EXERCISE TEXT:
____

CMS Prize Competition Puts AI in Focus
The agency aims to explore the value of artificial intelligence in clinical applications.

A federal prize competition currently underway aims to spur health care innovation by reducing hospital readmission rates and providing patients with value-based care.
The Centers for Medicare and Medicaid Services’ Innovation Center launched the Artificial Intelligence Health Outcomes Challenge calling on academia and the private sector to “develop AI-driven predictions for health care providers and clinicians,” according to an agency press release.
The competition, launched March 2019, is split in two stages with total prizes amounting to $1.65 million, according to a page on the CMS web site. Since its launch in March 2019, the program received more than 300 applications, with 25 advancing to the first stage to design and test the proposed AI-driven solutions. Project deliverables at this stage are due next month, with seven finalists to be announced in April. Final awardees — a grand prize winner of up to $1 million and a runner up of up to $230,000 — will be announced in September.
One design submission, for example, calls for using de-identified Medicare Part A and Part B fee-for-service datasets to predict unplanned hospital and skilled nursing facility admissions and identifying patients with an increased likelihood of readmission within 30 days of discharge, as well as potential adverse events.

____

RECORDS SUPPLIED:
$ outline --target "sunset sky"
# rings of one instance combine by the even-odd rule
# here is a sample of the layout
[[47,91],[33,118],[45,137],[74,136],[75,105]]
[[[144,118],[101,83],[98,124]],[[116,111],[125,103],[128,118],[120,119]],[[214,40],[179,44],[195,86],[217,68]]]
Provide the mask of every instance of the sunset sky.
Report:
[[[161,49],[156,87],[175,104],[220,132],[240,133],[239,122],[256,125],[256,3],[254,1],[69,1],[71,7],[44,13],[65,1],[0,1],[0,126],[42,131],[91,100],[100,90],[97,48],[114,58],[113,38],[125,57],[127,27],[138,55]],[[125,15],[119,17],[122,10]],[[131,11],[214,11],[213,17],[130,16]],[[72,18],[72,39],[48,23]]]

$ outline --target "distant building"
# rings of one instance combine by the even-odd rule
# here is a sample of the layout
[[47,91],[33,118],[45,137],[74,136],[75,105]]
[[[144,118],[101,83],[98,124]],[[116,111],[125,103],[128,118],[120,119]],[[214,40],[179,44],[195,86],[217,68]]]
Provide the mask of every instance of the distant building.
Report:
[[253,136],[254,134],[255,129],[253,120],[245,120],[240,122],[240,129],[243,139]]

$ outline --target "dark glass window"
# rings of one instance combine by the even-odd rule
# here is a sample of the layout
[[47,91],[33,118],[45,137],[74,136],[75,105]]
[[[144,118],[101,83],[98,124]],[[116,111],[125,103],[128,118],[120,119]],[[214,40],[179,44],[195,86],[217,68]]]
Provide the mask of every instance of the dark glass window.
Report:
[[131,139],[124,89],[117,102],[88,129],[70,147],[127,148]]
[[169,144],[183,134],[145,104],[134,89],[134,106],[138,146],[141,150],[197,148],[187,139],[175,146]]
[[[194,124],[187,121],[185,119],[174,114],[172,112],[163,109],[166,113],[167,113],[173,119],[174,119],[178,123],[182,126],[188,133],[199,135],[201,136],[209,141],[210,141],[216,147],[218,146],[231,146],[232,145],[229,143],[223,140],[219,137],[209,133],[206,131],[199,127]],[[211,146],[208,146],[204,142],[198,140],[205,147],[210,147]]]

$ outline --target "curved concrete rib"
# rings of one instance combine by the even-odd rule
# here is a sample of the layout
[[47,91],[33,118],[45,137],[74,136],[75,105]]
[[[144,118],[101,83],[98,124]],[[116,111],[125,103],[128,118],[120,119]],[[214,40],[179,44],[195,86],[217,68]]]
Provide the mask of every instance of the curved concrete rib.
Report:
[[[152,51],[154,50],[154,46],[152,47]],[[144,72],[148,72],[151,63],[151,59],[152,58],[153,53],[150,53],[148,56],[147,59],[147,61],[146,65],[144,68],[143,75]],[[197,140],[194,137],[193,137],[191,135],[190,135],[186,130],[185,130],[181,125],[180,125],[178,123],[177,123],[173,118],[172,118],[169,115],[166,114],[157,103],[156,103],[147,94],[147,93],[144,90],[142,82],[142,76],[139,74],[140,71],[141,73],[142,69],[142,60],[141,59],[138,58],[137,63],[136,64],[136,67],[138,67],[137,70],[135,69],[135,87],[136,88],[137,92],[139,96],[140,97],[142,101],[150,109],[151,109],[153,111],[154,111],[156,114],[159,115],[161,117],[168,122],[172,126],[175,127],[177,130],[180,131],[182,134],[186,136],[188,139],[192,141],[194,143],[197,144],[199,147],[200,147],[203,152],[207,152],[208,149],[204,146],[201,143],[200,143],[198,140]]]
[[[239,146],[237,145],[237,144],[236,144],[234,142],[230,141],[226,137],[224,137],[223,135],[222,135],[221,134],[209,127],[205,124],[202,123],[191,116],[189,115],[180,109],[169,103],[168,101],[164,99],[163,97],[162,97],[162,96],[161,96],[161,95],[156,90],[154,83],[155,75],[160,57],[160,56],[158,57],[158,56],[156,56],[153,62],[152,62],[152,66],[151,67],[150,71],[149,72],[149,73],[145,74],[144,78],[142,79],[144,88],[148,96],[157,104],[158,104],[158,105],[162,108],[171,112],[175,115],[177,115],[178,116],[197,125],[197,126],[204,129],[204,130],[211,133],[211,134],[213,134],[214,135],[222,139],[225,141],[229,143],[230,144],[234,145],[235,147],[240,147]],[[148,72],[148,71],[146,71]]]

____

REQUIREMENT 1: Please reproduce the part of the CMS prize article that opens with the words containing "A federal prize" and closes with "with value-based care.".
REQUIREMENT 2: For each statement, say yes or no based on the CMS prize article, and quote the deciding words: (a) The competition drew more than 300 applications. (b) The seven finalists will be announced in September. (c) The runner up can win up to $1 million.
You can leave the data aside.

TASK SOLUTION 1:
A federal prize competition currently underway aims to spur health care innovation by reducing hospital readmission rates and providing patients with value-based care.

TASK SOLUTION 2:
(a) Yes: "the program received more than 300 applications"
(b) No: "with seven finalists to be announced in April"
(c) No: "a runner up of up to $230,000"